# What is expected
Every line below should come back exactly as written, though the pictures stay out.

# Task material
----------

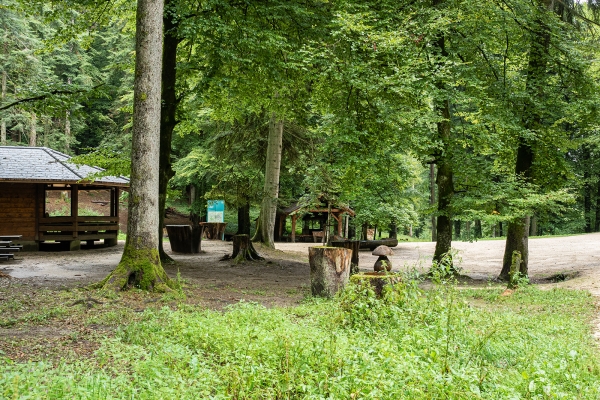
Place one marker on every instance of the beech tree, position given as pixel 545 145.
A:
pixel 140 264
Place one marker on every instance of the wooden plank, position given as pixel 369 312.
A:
pixel 80 228
pixel 86 236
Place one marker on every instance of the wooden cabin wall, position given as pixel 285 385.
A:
pixel 17 209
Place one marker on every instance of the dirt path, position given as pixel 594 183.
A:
pixel 284 278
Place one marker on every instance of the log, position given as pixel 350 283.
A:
pixel 377 280
pixel 329 269
pixel 182 240
pixel 243 250
pixel 352 245
pixel 372 244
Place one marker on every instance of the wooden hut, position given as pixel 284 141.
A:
pixel 314 221
pixel 29 174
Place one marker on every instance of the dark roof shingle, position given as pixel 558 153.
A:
pixel 42 164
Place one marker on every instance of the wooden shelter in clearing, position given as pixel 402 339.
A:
pixel 314 222
pixel 29 174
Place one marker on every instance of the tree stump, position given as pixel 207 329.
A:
pixel 183 239
pixel 243 250
pixel 378 280
pixel 354 246
pixel 329 269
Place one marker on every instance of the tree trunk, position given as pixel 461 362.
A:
pixel 457 229
pixel 168 120
pixel 353 245
pixel 516 240
pixel 587 188
pixel 597 222
pixel 518 231
pixel 244 219
pixel 3 123
pixel 243 250
pixel 271 188
pixel 329 269
pixel 533 226
pixel 444 178
pixel 68 126
pixel 432 201
pixel 478 233
pixel 140 264
pixel 33 131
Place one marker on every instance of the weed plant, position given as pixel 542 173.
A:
pixel 440 343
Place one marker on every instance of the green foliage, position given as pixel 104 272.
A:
pixel 411 344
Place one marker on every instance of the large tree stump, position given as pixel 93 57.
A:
pixel 353 245
pixel 329 269
pixel 243 250
pixel 183 239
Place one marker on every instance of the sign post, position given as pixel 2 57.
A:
pixel 215 212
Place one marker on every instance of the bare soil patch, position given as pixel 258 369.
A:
pixel 45 313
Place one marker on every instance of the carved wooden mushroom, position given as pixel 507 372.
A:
pixel 383 263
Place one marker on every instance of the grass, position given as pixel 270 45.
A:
pixel 412 344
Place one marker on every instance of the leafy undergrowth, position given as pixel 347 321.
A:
pixel 413 344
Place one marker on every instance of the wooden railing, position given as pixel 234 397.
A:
pixel 78 228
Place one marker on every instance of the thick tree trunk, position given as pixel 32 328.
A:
pixel 3 123
pixel 444 177
pixel 33 131
pixel 353 245
pixel 457 224
pixel 140 264
pixel 168 120
pixel 518 231
pixel 597 222
pixel 432 201
pixel 244 219
pixel 268 209
pixel 533 226
pixel 445 191
pixel 329 269
pixel 516 240
pixel 478 233
pixel 587 188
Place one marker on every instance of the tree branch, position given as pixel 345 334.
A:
pixel 46 95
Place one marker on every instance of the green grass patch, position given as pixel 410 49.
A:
pixel 412 344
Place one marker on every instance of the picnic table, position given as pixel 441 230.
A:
pixel 7 248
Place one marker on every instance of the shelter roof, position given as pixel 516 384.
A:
pixel 294 208
pixel 44 165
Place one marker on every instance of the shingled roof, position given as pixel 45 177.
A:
pixel 41 164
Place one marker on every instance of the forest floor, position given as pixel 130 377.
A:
pixel 43 286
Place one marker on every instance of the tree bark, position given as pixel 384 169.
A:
pixel 3 123
pixel 587 188
pixel 478 233
pixel 140 264
pixel 444 177
pixel 271 188
pixel 244 219
pixel 517 234
pixel 597 222
pixel 432 200
pixel 329 269
pixel 33 131
pixel 168 120
pixel 243 250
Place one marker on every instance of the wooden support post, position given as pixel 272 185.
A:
pixel 117 197
pixel 75 207
pixel 329 269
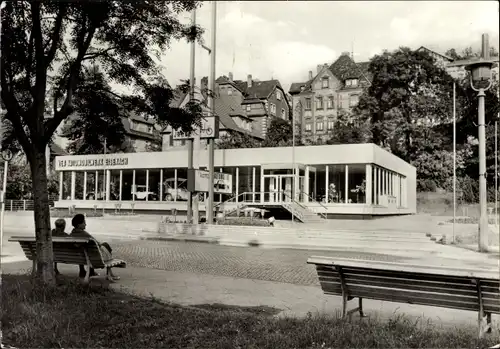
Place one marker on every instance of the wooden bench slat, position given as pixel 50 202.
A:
pixel 404 268
pixel 458 283
pixel 414 298
pixel 69 250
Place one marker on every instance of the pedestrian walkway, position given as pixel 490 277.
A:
pixel 293 300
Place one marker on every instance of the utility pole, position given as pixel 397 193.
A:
pixel 191 140
pixel 454 162
pixel 483 196
pixel 211 104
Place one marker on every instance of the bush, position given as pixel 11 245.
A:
pixel 74 316
pixel 426 185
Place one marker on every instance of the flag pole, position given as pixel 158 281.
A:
pixel 454 161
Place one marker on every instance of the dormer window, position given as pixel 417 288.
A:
pixel 325 83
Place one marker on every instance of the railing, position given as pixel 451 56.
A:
pixel 324 215
pixel 22 205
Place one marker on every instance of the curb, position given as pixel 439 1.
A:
pixel 214 241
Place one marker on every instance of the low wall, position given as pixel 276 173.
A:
pixel 274 237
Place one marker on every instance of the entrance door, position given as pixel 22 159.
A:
pixel 279 188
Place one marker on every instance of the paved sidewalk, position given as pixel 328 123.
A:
pixel 294 300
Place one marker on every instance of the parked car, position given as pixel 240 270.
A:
pixel 140 192
pixel 100 196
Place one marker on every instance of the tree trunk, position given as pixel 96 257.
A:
pixel 45 258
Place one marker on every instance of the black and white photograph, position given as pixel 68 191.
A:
pixel 249 174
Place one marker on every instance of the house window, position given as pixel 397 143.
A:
pixel 273 109
pixel 351 82
pixel 330 102
pixel 308 103
pixel 353 100
pixel 319 103
pixel 325 82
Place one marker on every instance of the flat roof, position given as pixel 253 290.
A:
pixel 367 153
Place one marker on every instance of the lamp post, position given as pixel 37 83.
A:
pixel 480 80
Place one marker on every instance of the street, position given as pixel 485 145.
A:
pixel 287 266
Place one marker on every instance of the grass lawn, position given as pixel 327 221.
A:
pixel 74 316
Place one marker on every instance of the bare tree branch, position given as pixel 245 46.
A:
pixel 40 75
pixel 56 33
pixel 67 107
pixel 92 55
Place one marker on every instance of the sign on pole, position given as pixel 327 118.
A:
pixel 209 129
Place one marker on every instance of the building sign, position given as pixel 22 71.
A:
pixel 93 162
pixel 198 181
pixel 209 129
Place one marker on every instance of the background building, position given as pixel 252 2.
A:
pixel 333 89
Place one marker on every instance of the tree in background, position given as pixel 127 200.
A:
pixel 46 49
pixel 408 89
pixel 348 129
pixel 97 116
pixel 279 134
pixel 236 140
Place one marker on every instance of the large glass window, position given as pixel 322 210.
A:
pixel 154 185
pixel 79 185
pixel 336 183
pixel 66 190
pixel 357 184
pixel 127 179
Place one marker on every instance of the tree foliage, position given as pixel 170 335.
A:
pixel 348 129
pixel 408 89
pixel 46 49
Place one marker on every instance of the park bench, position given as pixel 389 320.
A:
pixel 70 250
pixel 453 288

----------

# The completed task
Place one marker on every instance of the beech tree, position given as pixel 545 145.
A:
pixel 140 264
Place one marker on every instance of the wooden plank, position given as pixel 369 312.
A:
pixel 80 228
pixel 86 236
Place one marker on every instance of the wooden cabin wall, position given as pixel 285 385.
A:
pixel 17 209
Place one marker on every instance of the dirt path, position given as pixel 594 183.
A:
pixel 284 278
Place one marker on every instance of the log, position given as pixel 350 283.
A:
pixel 377 280
pixel 329 269
pixel 182 240
pixel 243 250
pixel 352 245
pixel 372 244
Place one marker on every instance of the wooden hut, position given as pixel 284 141.
A:
pixel 314 221
pixel 29 174
Place one marker on every instance of the dark roof shingle, position given as pixel 558 153.
A:
pixel 42 164
Place one marker on every instance of the wooden shelter in clearing, position given as pixel 402 339.
A:
pixel 314 222
pixel 29 174
Place one marker on every instance of the tree stump, position given as pixel 207 329.
A:
pixel 183 239
pixel 243 250
pixel 378 280
pixel 354 246
pixel 329 269
Place one marker on every instance of the tree trunk, position given as pixel 461 362.
A:
pixel 457 229
pixel 168 120
pixel 353 245
pixel 516 240
pixel 587 188
pixel 597 222
pixel 518 231
pixel 244 219
pixel 3 123
pixel 243 250
pixel 271 188
pixel 329 269
pixel 533 226
pixel 444 178
pixel 68 126
pixel 432 201
pixel 478 233
pixel 140 264
pixel 33 131
Place one marker on every instance of the weed plant, position given as pixel 542 173.
A:
pixel 440 343
Place one marker on every instance of the green foliage, position given as pixel 104 272.
A:
pixel 411 344
Place one marker on every instance of the large tree stump, position given as pixel 93 57.
A:
pixel 353 245
pixel 329 269
pixel 243 250
pixel 183 239
Place one marker on every instance of the sign post, position given as pixel 2 57.
A:
pixel 215 212
Place one marker on every instance of the bare soil patch, position given as pixel 258 369.
A:
pixel 45 313
Place one marker on every instance of the carved wooden mushroom, position given as pixel 507 372.
A:
pixel 383 263
Place one marker on every instance of the grass, position given as pixel 270 45.
A:
pixel 412 344
Place one marker on every instance of the leafy undergrowth, position given as pixel 347 321.
A:
pixel 413 344
Place one marker on every instance of the wooden railing, position given as pixel 234 397.
A:
pixel 78 228
Place one marker on every instance of the thick tree trunk, position given as pixel 32 328.
A:
pixel 3 123
pixel 444 177
pixel 33 131
pixel 353 245
pixel 457 224
pixel 140 264
pixel 168 120
pixel 518 231
pixel 597 222
pixel 432 201
pixel 244 219
pixel 268 209
pixel 533 226
pixel 445 191
pixel 329 269
pixel 516 240
pixel 478 233
pixel 587 188
Place one marker on every instance of the tree branch, position given as pixel 345 334.
A:
pixel 46 95
Place one marker on every instance of the green grass patch, position given as pixel 410 49.
A:
pixel 412 344
Place one marker on every instance of the picnic table, position given as pixel 441 230.
A:
pixel 7 248
Place one marker on every instance of the shelter roof, position given as pixel 516 384.
A:
pixel 294 208
pixel 44 165
Place one marker on every instance of the shingled roof, position given as pixel 45 177.
A:
pixel 41 164
Place one marker on every instance of the forest floor, position given as pixel 130 377.
A:
pixel 43 286
Place one marker on every instance of the tree bark, position given as pixel 384 169.
A:
pixel 3 123
pixel 587 188
pixel 478 233
pixel 140 264
pixel 444 177
pixel 271 188
pixel 244 219
pixel 517 234
pixel 597 222
pixel 432 200
pixel 329 269
pixel 33 131
pixel 168 120
pixel 243 250
Place one marker on every instance of the wooden support post, position given as pixel 272 185.
A:
pixel 117 197
pixel 75 207
pixel 329 269
Place one marker on every instance of the wooden bench slat, position given as pixel 50 202.
A:
pixel 404 268
pixel 458 283
pixel 414 298
pixel 69 250
Place one marker on every instance of the pedestrian walkway, position given as pixel 490 277.
A:
pixel 293 300
Place one marker on every instance of the utility pole, position given as pixel 397 193.
A:
pixel 191 140
pixel 454 162
pixel 483 196
pixel 211 104
Place one marker on every instance of the bush, position given as pixel 11 245.
A:
pixel 74 316
pixel 426 185
Place one marker on every instance of the flag pole, position given as pixel 158 281.
A:
pixel 454 161
Place one marker on every instance of the dormer window, position given as pixel 417 288.
A:
pixel 325 83
Place one marker on every instance of the railing, position given as pixel 451 56.
A:
pixel 324 215
pixel 22 205
Place one marker on every instance of the curb, position given as pixel 439 1.
A:
pixel 214 241
Place one marker on every instance of the low wall, position given as pixel 276 173.
A:
pixel 274 237
Place one marker on every instance of the entrance door, position given as pixel 22 159.
A:
pixel 279 188
Place one marker on every instance of the paved sidewalk, position given as pixel 328 123.
A:
pixel 294 300
Place one marker on every instance of the parked car, position given as pixel 240 270.
A:
pixel 140 192
pixel 100 196
Place one marker on every instance of the tree trunk, position given as pixel 96 257.
A:
pixel 45 258
Place one marker on every instance of the black and white photograph, position given as pixel 68 191.
A:
pixel 249 174
Place one marker on every instance of the house window, position given as pixel 397 143.
A:
pixel 273 109
pixel 351 82
pixel 330 102
pixel 308 103
pixel 353 100
pixel 319 103
pixel 325 82
Place one marker on every instance of the flat roof, position given as pixel 253 290.
A:
pixel 367 153
Place one marker on every instance of the lamp post, position given as pixel 37 83.
A:
pixel 480 80
Place one marker on every instance of the street, position given as pixel 485 145.
A:
pixel 287 266
Place one marker on every instance of the grass lawn, position given as pixel 327 221.
A:
pixel 74 316
Place one marker on every instance of the bare tree branch, position given as pixel 245 46.
A:
pixel 40 75
pixel 56 33
pixel 67 107
pixel 92 55
Place one marker on every instance of the sign on pole, position given as pixel 327 118.
A:
pixel 209 129
Place one marker on every instance of the building sign, position given as pixel 22 71.
A:
pixel 93 162
pixel 198 181
pixel 209 129
Place one marker on every instance of the background building, position given as pixel 252 2.
A:
pixel 333 89
Place one marker on every instance of the tree in background, position given as pixel 127 200.
A:
pixel 46 49
pixel 408 89
pixel 348 129
pixel 97 116
pixel 279 134
pixel 236 140
Place one marker on every instance of the large glass window, position given as pixel 322 210.
A:
pixel 154 185
pixel 79 185
pixel 336 183
pixel 66 190
pixel 357 184
pixel 127 179
Place one marker on every instance of the tree foliage, position given as pixel 170 335.
A:
pixel 348 129
pixel 408 89
pixel 46 49
Place one marker on every instance of the park bench, position given as pixel 389 320.
A:
pixel 70 250
pixel 453 288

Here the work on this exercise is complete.